# Written problem:
Decide whether each statement agrees with the thread on GPU fault handling. Answer yes or no for each, and quote the words from the thread that decide it. 1. One writer understands soft recovery as doing nothing more than killing all active waves. 2. The SDMA resolve queue is recalled as being about 256 entries deep. 3. Sunil is setting up a test system in an AMD lab.

# Selected extract:
— Start —
On second thought, could it be that this is the critical flaw in the "at
most one fault per wave" thinking?

Most work submissions in practice submit more waves than the number of
wave slots the GPU has.
As far as I understand soft recovery, the only thing it does is kill all
active waves. This frees up the CUs so more waves are launched, which
can fault again, and that leads to potentially lots of faults for a
single wave slot in the end.

Regards,
Friedrich

>
> Regards,
> Friedrich
>
>>>
>>> If the faults are coming from SDMA, that may be another problem. I'm
>>> not sure whether it can generate multiple no-retry faults from the
>>> same queue.
>>
>> Regarding faults the SDMA is relatively harmless compared to the 3D
>> engine, IIRC the resolve queue is something like 128 entries deep. So
>> you never see more than those 128 faults if I'm not completely mistaken.
>>
>> Sunil is setting up a test system for this in an AMD lab and will play
>> around with a few HW features to mitigate the issue. I still hope that
>> we can completely avoid the overflow altogether.
>>
>> Regards,
>> Christian.
>>
>>>
>>> Regards,
>>>   Felix
>>>
>>>
>>>>
>>>> Thanks,
>>>> Christian.
>>>>
>>>>>
>>>>> Regards,
>>>>> Friedrich
>>>>>
>>>>>> Alex
>>>>>>
>>>>>>>>>> The possibility of a repeated IH overflow in between reading
>>>>>>>>>> the wptr
>>>>>>>>>> and updating the rptr is a good point, but how can we detect
>>>>>>>>>> that at
>>>>>>>>>> all? It seems to me like we can't set the OVERFLOW_CLEAR bit
>>>>>>>>>> at all
>>>>>>>>>> then, because we're guaranteed to miss any overflows that
>>>>>>>>>> happen while
>>>>>>>>>> the bit is set.
— End —
# Extracted information:
— Start —
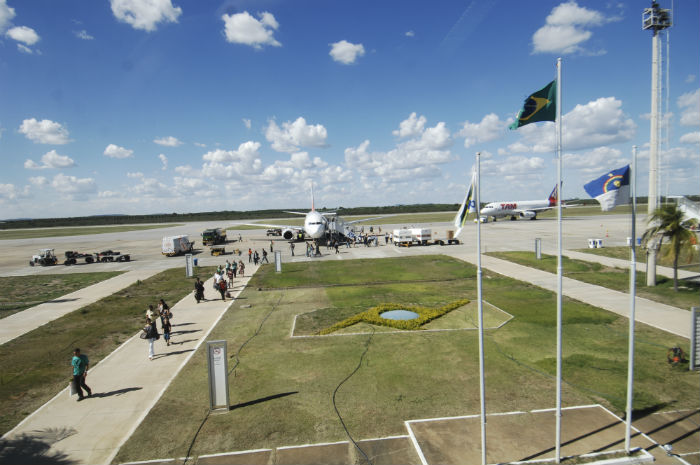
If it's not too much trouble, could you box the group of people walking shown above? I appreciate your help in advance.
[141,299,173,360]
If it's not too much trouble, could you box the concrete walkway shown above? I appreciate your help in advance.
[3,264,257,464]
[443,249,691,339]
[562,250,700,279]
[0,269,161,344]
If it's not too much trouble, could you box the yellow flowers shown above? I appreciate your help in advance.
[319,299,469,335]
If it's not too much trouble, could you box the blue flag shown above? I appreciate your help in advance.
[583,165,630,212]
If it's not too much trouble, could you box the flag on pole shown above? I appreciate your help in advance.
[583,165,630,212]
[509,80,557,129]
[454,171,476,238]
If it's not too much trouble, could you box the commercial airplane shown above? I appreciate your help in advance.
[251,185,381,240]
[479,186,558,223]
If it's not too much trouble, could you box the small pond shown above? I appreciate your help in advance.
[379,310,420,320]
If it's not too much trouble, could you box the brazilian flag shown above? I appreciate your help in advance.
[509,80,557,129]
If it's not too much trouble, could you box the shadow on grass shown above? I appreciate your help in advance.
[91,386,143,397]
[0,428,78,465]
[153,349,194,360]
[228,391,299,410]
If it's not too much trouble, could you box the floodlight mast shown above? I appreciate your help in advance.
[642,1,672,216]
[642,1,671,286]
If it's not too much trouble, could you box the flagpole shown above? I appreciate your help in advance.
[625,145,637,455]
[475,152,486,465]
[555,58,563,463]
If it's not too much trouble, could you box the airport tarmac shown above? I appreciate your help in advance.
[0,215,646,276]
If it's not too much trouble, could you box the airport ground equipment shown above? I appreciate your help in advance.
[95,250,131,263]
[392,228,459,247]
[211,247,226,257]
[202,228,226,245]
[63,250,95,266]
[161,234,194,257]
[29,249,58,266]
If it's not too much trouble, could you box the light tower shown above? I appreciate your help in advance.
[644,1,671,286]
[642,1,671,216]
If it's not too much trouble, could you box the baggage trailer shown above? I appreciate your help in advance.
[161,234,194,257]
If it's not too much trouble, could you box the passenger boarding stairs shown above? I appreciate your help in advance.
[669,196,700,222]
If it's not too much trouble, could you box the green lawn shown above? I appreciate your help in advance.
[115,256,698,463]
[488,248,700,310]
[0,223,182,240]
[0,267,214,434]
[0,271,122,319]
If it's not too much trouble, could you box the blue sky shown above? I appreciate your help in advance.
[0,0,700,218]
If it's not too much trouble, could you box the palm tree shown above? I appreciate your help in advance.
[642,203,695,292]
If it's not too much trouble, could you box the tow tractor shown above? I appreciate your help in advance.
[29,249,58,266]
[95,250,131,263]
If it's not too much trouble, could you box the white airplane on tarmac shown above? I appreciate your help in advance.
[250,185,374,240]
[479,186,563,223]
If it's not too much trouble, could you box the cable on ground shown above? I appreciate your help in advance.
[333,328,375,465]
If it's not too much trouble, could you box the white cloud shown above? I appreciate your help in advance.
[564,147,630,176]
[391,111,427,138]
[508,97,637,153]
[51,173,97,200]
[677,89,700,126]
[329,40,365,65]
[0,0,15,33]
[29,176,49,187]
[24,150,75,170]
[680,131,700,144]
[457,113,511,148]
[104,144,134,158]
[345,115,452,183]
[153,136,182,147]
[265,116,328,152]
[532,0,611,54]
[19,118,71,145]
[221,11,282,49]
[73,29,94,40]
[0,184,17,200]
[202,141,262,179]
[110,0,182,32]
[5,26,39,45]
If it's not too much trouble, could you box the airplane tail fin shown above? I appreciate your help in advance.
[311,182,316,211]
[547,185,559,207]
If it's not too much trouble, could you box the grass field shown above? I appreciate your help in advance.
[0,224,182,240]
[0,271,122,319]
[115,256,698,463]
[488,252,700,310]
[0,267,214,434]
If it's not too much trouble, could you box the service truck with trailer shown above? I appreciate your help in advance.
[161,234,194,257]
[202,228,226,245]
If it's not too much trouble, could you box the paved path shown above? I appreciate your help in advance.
— End —
# Solved exercise:
1. Yes: "the only thing it does is kill all active waves"
2. No: "the resolve queue is something like 128 entries deep"
3. Yes: "Sunil is setting up a test system for this in an AMD lab"